### [Recorded information]
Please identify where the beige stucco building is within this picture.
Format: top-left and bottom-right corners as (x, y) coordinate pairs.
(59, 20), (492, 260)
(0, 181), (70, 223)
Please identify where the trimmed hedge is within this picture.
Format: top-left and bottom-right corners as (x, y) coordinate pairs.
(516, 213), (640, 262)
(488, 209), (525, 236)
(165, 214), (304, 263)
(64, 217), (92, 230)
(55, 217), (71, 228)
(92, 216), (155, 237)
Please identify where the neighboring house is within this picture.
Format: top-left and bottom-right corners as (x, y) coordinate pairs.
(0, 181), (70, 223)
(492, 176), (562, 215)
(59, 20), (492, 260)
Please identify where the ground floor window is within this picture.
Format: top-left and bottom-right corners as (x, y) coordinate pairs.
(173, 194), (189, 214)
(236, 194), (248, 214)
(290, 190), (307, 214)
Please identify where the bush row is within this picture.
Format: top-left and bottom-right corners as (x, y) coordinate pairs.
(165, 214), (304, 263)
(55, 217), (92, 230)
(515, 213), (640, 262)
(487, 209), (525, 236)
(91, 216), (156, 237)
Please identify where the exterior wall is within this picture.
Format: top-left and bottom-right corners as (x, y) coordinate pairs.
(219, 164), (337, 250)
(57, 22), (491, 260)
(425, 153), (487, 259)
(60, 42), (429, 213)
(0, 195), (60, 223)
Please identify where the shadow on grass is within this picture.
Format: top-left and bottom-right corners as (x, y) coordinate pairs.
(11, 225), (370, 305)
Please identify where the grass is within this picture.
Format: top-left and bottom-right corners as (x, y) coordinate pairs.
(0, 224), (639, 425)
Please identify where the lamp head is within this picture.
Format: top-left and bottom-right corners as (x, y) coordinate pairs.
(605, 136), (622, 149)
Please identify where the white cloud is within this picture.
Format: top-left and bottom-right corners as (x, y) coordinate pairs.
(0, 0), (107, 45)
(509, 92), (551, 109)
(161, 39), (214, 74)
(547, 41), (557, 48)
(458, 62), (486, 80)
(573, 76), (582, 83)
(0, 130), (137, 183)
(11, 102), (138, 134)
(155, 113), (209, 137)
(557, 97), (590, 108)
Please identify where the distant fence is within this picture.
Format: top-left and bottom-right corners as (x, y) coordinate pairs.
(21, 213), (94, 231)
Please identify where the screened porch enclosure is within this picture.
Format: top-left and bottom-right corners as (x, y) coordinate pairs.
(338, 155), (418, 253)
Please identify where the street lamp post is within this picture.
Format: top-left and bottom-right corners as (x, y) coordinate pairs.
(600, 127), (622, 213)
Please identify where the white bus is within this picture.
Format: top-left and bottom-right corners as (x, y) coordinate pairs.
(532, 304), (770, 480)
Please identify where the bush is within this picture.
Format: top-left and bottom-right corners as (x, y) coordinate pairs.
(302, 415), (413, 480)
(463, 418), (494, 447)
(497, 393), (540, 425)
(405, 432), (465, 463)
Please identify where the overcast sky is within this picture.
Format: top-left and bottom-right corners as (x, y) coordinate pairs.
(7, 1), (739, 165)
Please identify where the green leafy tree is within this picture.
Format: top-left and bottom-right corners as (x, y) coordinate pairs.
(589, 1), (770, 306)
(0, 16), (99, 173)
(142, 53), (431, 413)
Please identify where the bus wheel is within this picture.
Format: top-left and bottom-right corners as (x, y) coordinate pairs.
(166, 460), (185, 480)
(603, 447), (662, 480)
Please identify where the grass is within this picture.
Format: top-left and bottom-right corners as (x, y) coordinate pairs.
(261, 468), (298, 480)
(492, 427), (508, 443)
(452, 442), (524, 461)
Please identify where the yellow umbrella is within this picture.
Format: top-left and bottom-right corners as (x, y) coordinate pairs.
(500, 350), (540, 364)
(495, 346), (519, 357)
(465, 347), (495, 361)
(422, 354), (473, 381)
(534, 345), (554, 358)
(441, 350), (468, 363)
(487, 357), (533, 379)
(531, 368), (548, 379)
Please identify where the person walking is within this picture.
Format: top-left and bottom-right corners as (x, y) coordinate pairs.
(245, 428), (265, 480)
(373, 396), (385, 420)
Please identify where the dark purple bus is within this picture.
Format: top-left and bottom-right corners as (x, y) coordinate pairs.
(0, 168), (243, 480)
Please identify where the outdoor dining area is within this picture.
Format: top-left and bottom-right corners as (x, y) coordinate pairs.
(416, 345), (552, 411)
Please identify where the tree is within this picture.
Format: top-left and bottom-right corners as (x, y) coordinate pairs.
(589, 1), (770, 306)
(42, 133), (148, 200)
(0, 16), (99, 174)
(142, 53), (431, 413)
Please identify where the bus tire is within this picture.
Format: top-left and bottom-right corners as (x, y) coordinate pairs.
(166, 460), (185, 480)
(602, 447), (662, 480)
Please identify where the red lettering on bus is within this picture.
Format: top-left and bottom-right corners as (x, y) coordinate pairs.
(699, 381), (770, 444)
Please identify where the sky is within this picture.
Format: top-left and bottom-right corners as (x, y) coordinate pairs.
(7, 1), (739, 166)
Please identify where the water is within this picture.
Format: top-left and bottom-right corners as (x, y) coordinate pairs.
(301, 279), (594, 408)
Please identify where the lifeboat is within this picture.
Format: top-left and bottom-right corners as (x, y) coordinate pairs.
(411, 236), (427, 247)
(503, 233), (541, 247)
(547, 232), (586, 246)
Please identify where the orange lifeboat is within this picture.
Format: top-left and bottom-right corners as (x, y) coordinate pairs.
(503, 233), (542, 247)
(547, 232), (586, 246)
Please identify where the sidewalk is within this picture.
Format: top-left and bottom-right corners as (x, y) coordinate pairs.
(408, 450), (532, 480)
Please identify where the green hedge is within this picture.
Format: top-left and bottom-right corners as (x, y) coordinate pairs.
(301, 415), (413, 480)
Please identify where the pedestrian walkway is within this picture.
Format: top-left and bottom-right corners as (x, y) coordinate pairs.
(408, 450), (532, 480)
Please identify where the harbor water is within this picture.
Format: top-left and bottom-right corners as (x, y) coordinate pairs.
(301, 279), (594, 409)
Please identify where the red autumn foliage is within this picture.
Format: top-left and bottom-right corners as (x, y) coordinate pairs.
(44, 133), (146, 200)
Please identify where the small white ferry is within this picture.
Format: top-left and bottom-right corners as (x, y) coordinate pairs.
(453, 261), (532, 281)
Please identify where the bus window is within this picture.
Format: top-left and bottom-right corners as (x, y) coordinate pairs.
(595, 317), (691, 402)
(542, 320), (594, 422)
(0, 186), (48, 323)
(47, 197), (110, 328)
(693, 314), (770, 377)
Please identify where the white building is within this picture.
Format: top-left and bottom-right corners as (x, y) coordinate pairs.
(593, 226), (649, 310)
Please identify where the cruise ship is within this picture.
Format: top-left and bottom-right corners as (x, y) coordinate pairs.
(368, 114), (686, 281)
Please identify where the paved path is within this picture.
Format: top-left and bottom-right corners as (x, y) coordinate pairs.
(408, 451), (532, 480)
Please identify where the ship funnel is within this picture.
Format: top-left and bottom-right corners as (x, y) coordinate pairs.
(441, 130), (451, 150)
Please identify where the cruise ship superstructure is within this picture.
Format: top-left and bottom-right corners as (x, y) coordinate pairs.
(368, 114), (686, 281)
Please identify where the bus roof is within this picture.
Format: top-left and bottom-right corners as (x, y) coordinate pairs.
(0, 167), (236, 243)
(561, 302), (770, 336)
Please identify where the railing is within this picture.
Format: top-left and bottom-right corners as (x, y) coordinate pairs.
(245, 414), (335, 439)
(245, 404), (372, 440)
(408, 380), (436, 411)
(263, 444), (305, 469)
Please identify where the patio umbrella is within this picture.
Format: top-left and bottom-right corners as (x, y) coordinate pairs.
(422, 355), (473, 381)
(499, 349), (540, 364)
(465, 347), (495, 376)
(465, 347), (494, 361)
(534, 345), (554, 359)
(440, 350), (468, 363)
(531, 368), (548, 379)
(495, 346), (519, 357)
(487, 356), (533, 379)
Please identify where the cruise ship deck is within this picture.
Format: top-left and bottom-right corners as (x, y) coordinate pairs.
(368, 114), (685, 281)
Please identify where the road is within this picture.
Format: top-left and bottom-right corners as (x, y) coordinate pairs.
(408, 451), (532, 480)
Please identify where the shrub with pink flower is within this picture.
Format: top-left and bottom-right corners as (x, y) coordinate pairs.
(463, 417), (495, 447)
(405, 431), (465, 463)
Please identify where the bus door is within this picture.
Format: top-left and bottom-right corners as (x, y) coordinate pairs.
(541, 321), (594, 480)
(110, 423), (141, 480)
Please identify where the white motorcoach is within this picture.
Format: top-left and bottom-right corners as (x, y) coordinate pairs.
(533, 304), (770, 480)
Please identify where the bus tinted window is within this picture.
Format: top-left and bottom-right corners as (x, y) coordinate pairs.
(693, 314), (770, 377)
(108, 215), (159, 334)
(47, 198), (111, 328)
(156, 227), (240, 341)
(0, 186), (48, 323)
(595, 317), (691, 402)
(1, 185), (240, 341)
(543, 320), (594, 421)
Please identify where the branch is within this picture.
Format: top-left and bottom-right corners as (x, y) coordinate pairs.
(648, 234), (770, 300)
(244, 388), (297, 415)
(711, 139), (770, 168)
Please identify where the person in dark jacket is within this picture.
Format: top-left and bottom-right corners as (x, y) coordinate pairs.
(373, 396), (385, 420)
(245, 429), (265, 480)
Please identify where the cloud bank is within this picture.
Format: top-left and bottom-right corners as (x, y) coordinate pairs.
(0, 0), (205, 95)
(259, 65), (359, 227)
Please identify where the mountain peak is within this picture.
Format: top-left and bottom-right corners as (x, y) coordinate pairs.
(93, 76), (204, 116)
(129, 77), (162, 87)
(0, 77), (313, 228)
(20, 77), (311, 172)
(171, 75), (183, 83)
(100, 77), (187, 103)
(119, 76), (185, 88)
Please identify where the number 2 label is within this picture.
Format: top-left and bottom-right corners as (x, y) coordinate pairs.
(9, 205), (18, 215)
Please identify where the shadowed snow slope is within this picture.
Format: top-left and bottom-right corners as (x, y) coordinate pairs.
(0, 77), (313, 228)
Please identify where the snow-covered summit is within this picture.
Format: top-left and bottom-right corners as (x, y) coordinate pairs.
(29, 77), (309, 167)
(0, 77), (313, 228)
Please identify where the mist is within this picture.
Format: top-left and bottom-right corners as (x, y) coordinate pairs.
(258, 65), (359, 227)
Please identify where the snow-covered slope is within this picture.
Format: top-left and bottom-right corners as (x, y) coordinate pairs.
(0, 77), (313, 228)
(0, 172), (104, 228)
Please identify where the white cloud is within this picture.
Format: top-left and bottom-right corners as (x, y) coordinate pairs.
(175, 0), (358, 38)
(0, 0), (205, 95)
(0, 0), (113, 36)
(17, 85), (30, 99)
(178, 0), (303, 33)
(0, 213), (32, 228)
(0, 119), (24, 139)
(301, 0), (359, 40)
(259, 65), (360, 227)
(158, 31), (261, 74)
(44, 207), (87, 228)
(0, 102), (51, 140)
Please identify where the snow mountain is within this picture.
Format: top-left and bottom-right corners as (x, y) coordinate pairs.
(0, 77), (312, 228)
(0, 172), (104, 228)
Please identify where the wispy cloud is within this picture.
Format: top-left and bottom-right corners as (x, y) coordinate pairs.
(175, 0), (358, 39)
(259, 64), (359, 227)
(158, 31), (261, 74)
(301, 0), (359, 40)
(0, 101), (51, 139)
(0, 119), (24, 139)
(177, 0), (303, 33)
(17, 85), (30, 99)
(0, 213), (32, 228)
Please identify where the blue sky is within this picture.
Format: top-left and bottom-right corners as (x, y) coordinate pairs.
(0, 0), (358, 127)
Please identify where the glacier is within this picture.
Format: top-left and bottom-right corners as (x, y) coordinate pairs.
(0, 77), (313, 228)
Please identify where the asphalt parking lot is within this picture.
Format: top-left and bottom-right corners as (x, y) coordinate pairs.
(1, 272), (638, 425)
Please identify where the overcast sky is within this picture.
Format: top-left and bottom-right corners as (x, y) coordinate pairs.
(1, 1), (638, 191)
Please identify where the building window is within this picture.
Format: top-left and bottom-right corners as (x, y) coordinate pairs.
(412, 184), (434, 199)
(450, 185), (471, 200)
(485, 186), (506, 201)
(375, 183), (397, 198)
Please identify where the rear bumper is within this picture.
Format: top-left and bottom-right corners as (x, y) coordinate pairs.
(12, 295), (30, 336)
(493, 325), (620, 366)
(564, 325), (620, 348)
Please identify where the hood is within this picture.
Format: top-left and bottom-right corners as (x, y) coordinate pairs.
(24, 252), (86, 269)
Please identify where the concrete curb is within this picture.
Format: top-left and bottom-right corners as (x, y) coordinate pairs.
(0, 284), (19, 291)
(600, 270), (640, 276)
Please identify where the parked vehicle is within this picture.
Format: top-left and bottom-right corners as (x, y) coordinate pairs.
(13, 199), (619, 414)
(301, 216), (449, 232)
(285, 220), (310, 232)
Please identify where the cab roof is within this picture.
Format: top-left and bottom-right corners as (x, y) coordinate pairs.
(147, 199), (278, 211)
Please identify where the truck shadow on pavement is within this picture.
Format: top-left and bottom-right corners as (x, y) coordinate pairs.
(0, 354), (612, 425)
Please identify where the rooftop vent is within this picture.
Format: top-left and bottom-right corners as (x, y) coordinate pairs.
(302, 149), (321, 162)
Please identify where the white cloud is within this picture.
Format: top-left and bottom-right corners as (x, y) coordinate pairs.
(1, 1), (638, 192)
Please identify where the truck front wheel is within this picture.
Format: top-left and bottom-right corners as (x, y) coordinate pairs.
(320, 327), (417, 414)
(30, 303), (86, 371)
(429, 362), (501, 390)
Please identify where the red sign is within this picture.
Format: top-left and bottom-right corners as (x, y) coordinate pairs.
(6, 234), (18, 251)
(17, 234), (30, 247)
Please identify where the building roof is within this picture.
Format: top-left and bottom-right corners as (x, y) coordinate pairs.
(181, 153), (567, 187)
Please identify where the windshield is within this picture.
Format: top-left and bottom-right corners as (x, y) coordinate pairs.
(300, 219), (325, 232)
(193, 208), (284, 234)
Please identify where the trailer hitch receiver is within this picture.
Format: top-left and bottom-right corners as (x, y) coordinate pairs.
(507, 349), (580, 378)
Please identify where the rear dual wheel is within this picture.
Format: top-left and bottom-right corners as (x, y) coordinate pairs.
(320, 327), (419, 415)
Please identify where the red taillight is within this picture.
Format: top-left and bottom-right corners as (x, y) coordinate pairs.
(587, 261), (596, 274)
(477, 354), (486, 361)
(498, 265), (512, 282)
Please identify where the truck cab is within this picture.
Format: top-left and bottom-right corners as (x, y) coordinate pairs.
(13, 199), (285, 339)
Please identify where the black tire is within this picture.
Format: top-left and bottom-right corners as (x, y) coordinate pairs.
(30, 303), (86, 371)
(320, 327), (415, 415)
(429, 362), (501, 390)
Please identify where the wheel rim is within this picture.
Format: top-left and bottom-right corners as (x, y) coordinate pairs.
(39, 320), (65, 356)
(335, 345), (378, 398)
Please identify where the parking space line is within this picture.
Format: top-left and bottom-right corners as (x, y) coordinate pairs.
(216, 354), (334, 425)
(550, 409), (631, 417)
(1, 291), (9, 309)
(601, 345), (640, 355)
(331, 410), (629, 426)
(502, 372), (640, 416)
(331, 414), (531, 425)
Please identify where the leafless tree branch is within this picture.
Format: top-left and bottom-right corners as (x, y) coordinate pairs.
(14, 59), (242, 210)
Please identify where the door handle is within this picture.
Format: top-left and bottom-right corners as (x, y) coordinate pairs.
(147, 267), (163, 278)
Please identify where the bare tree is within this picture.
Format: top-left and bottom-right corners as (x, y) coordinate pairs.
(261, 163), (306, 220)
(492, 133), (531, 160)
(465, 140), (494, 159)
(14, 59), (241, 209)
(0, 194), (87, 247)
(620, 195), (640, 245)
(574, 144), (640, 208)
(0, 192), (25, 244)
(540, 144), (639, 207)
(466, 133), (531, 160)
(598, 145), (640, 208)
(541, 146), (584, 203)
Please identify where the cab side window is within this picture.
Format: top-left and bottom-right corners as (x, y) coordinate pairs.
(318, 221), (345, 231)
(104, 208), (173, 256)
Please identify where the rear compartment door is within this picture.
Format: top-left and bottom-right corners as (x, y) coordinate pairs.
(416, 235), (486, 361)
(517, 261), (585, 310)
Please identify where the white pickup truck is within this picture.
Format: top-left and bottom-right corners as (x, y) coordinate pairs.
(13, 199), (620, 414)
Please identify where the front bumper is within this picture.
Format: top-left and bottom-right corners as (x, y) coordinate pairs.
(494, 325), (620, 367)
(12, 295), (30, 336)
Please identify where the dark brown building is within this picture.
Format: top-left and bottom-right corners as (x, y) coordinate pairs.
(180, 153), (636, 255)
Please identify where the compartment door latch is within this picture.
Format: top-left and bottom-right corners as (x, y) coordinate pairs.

### [Required action]
As the answer, set down only the lines from the data above between the one holding "Please identify where the harbor" and the one holding "Please identify where the paved", inclusive, exactly as they read.

### [Answer to the problem]
Please identify where the harbor water is within this picture.
Format: top-left and bottom-right corners as (x, y) coordinate pairs.
(301, 279), (594, 409)
Please identify where the red autumn foliage is within this picture.
Format: top-left and bottom-right corners as (x, y) coordinate pairs.
(44, 133), (146, 200)
Please identify where the small white ferry is within this picture.
Format: top-left and bottom-right corners as (x, y) coordinate pairs.
(453, 261), (532, 281)
Please identify where the bus window is within this picture.
Format: top-left and bottom-right corners as (x, y) coordinate pairs.
(595, 317), (691, 402)
(542, 320), (594, 422)
(0, 186), (48, 323)
(47, 197), (110, 328)
(693, 314), (770, 377)
Please identify where the white building is within this picture.
Format: top-left and bottom-right corners as (x, y) coordinate pairs.
(593, 226), (649, 310)
Please identify where the cruise ship is within this picture.
Format: top-left and bottom-right corners as (x, y) coordinate pairs.
(368, 114), (686, 281)
Please identify where the paved path is within this picture.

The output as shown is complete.